### Estratto del testo:

----

Tutta colpa della quota variabile base per la quale si paga un numero di conferimenti “minimi” ogni anno. La segnalazione: “Così è inutile l’impegno di chi vuole inquinare meno e risparmiare qualcosa”

Siamo partiti da qui: “Vorrei far notare delle anomalie di applicazione della Taric nel Comune di Terni, riferite soprattutto alla decisione di applicare un minimo di rifiuto indifferenziato corrispondente al 50 per cento del totale annuo da fare pagare in ogni caso, anche in presenza di conferimenti minimi (10 volte) merito di una attenta differenziata per ridurre al minimo inquinamento e costi”.

Dal primo gennaio 2021, non solo Terni ma anche i comuni di Narni, Amelia, Arrone, Calvi dell’Umbria, Montecastrilli, San Gemini, Stroncone, Acquasparta, Attigliano, Baschi, Giove, Guardea, Lugnano in Teverina, Montegabbione, Monteleone di Orvieto, Alviano, Penna in Teverina, hanno deliberato il passaggio alla Taric (Tariffa rifiuti corrispettiva).

Obiettivo della Taric – così come si può leggere ad esempio sul sito di Asm che assieme a Cosp Tecnoservice compone la Rti che gestisce il servizio nei territori comunali del Ternano – “è incentivare la riduzione del rifiuto indifferenziato ed incrementare al massimo la percentuale di raccolta differenziata nel rispetto del principio di equità e trasparenza dei costi dell’igiene urbana”.

Questo dovrebbe avere anche una ricaduta diretta sulle tasche degli utenti. Infatti, “il calcolo della fattura non utilizzerà più il metodo presuntivo legato al numero dei componenti il nucleo familiare e - per le utenze non domestiche - la potenziale capacità di produzione dei rifiuti, ma la rilevazione effettiva della quantità in volume dei rifiuti prodotti. L’utente pagherà in proporzione a quanto rifiuto indifferenziato produce: meno rifiuto indifferenziato produce, meno spende”.

È però così solo in parte. Il regolamento per la tariffa rifiuti corrispettiva spiega infatti in che modo si compone la Taric. Regolamento che, per inciso, è uguale per tutti i municipi interessati: 48 pagine, 33 articoli (Terni ne ha 34) e un paio di allegati tecnici.

Ed è appunto all’articolo 12 che viene specificato il metodo di composizione della tariffa: “Per le utenze domestiche la tariffa si compone di una quota fissa (QF), di una quota variabile di base (QVb) e di una quota variabile aggiuntiva (QVa)”. In particolare, “la quota variabile è rapportata alla quantità di rifiuto indifferenziato conferito da ciascuna utenza e si distingue in quota variabile di base (QVb) a copertura del costo base del servizio, corrispondente ai conferimenti minimi annui per categoria di utenza domestica” e “quota variabile aggiuntiva (QVa) corrispondente agli eventuali conferimenti eccedenti i minimi definiti ai sensi del punto precedente”.

----

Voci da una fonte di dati
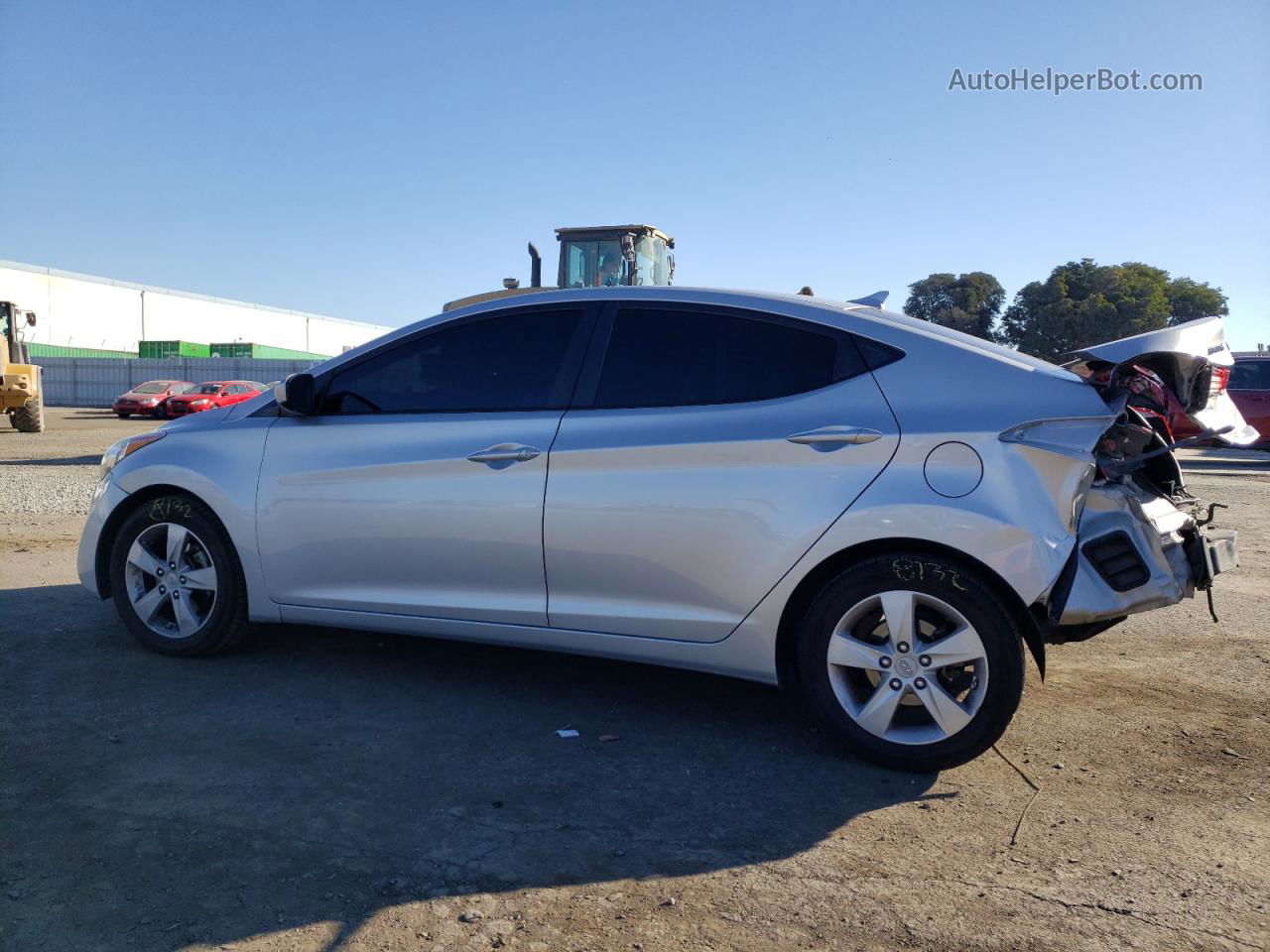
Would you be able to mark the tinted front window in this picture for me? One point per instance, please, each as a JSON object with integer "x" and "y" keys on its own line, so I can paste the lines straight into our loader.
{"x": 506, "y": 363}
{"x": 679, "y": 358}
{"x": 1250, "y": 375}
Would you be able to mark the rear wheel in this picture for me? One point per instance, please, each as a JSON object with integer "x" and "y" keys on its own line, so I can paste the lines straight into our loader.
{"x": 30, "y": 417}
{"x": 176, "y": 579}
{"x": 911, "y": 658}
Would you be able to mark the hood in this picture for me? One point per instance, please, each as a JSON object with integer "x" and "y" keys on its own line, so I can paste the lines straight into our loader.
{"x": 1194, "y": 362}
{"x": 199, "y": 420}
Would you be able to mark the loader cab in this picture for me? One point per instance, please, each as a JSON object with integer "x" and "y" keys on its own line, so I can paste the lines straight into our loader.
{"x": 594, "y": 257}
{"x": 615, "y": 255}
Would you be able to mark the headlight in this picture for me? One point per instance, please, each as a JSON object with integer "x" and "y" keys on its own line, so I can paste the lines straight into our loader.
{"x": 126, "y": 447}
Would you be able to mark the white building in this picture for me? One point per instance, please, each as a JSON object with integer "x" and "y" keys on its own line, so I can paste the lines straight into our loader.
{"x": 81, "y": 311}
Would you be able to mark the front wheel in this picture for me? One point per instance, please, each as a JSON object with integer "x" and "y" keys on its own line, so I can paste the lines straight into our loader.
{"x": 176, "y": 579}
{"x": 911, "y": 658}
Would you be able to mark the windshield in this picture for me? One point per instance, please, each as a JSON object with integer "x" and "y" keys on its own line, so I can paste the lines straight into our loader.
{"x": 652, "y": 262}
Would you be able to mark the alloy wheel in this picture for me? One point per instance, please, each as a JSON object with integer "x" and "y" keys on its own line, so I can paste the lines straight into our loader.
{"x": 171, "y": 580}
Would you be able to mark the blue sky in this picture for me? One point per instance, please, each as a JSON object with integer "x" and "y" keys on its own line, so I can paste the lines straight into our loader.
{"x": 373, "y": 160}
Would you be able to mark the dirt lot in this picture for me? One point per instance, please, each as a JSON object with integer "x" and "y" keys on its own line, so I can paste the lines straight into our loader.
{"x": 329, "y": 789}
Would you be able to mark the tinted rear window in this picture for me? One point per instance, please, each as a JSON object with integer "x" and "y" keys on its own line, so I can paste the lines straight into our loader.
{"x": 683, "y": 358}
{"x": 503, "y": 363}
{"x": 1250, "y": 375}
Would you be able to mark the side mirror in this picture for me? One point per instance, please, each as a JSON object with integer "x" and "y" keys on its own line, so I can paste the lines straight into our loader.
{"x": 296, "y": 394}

----

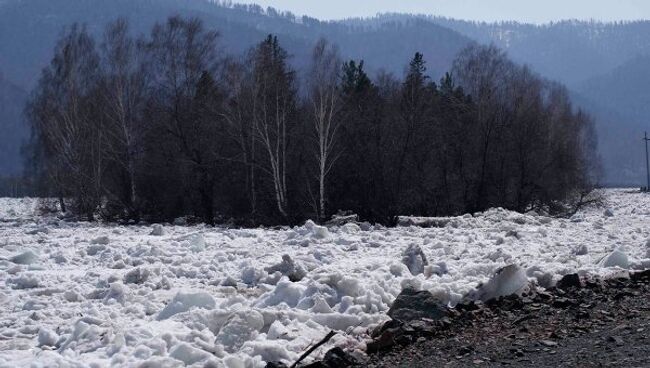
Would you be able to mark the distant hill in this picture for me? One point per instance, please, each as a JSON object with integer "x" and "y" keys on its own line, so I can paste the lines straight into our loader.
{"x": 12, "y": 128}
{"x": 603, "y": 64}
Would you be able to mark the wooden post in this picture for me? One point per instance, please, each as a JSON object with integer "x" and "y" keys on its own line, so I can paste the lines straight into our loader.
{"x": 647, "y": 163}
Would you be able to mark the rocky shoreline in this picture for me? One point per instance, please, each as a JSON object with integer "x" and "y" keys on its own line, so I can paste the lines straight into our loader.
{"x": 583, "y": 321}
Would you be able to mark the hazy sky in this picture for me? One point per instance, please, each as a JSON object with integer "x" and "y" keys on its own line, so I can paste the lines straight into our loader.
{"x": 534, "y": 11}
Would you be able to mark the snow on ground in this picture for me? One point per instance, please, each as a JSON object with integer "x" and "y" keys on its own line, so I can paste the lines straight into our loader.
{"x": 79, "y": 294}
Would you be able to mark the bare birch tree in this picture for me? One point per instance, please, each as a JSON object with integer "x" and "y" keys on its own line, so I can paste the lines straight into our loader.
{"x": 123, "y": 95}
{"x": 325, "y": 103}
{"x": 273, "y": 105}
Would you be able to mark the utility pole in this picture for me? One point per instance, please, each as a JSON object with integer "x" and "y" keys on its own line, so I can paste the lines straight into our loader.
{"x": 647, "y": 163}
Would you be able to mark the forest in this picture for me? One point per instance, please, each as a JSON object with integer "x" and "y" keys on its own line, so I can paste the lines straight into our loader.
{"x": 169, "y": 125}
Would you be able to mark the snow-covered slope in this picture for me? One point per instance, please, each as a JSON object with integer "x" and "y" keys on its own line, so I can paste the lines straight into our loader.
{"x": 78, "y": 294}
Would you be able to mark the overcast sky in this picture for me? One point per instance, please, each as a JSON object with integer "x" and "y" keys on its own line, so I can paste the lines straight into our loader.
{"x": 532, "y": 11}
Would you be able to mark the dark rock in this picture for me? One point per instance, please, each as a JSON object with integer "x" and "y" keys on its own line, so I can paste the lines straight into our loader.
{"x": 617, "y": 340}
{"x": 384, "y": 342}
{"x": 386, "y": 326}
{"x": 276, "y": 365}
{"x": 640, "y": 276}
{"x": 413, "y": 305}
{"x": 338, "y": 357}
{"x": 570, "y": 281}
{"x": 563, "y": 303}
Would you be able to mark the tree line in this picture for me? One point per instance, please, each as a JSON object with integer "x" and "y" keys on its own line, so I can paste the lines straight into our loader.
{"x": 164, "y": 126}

----

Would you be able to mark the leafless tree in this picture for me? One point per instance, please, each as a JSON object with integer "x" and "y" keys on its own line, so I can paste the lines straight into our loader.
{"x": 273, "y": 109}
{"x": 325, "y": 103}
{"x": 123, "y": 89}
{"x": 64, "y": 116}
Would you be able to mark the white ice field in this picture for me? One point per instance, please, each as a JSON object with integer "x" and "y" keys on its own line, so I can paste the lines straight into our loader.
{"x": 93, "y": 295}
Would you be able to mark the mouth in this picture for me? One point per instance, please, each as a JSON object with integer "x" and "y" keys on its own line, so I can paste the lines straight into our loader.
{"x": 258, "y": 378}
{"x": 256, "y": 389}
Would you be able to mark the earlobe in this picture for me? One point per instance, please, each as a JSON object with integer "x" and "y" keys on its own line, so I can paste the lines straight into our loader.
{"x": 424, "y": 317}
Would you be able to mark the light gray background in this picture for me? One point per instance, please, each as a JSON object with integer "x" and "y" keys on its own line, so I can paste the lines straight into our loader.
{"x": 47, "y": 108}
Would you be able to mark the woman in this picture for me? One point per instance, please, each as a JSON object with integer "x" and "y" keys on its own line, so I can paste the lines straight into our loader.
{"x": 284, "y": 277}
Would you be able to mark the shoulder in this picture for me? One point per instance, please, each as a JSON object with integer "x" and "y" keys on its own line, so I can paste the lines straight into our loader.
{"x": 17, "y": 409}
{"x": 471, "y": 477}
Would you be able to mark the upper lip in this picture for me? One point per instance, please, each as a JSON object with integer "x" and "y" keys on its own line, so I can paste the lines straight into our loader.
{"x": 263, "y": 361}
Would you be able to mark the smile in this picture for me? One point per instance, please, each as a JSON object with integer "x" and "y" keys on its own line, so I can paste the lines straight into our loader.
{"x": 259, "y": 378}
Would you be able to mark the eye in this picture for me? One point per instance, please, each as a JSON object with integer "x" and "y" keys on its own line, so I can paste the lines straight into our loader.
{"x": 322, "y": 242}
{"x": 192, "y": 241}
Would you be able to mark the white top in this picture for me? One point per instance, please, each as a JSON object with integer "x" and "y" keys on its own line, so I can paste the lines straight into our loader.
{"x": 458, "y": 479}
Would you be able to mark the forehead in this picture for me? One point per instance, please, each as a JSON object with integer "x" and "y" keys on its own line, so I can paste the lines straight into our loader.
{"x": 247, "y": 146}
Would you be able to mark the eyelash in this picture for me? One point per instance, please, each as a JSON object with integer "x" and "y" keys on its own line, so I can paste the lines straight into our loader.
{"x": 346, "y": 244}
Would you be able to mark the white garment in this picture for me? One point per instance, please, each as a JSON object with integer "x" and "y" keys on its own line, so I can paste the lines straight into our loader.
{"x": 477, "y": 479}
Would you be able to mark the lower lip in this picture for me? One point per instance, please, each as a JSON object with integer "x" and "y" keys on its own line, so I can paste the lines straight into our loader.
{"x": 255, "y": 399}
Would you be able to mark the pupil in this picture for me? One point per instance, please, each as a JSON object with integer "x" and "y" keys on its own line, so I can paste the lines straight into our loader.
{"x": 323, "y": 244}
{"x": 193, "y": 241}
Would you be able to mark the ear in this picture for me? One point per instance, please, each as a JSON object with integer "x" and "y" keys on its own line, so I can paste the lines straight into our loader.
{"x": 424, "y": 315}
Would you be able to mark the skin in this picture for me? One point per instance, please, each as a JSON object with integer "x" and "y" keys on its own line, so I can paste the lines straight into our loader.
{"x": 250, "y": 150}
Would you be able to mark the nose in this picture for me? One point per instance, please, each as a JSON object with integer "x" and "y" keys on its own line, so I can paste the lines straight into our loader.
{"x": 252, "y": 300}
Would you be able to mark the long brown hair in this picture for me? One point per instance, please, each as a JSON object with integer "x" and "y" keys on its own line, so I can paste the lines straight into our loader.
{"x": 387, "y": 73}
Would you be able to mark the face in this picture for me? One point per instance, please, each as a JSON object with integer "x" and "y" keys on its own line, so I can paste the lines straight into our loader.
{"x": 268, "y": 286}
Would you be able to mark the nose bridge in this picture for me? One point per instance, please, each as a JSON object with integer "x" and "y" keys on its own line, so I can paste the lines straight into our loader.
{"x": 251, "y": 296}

----

### Domande:
1 - Secondo l'estratto sulla Taric, di quante pagine si compone il regolamento per la tariffa rifiuti corrispettiva?
2 - Riporta senza modifiche il passo dell'estratto sulla Taric che comincia con "Dal primo gennaio" e termina con "(Tariffa rifiuti corrispettiva).".

### Risposte:
1 - 48 pagine.

2 -
Dal primo gennaio 2021, non solo Terni ma anche i comuni di Narni, Amelia, Arrone, Calvi dell’Umbria, Montecastrilli, San Gemini, Stroncone, Acquasparta, Attigliano, Baschi, Giove, Guardea, Lugnano in Teverina, Montegabbione, Monteleone di Orvieto, Alviano, Penna in Teverina, hanno deliberato il passaggio alla Taric (Tariffa rifiuti corrispettiva).